• Given problem: Please recast every line of the rows below as a JSON list of strings, one string per line, skipping blank lines. Leave the pictures out of the list.

__________________________________________________

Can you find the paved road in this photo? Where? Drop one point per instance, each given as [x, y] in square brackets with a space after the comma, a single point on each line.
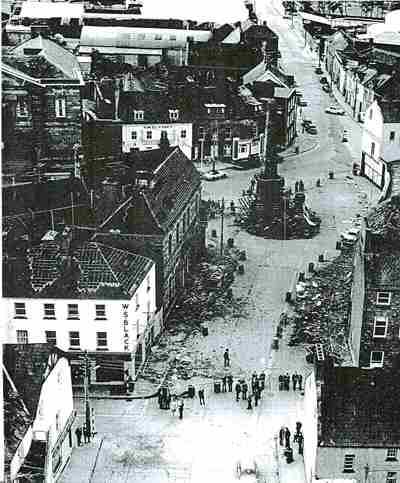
[142, 443]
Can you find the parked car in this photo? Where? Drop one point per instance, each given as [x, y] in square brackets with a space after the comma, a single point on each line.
[335, 110]
[214, 175]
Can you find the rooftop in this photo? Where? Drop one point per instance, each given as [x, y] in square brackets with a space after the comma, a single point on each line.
[359, 408]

__________________________________________________

• Solution below:
[
  "Can you find the paved road in this photo? Where? Drop one point per instance, each given as [x, y] in square brackets with a space after the comma, a single point on each line.",
  "[142, 443]",
  "Can you find the parked car in this photo? Where? Drop one point per instance, each given as [x, y] in square brackets with a space after the comma, a single point on each line.",
  "[335, 110]",
  "[214, 175]",
  "Can you find the rooftop in this photo? Where? Drop one point per instance, each given as [x, y] in square brackets with a space after the comma, a single point on each line.",
  "[359, 408]"
]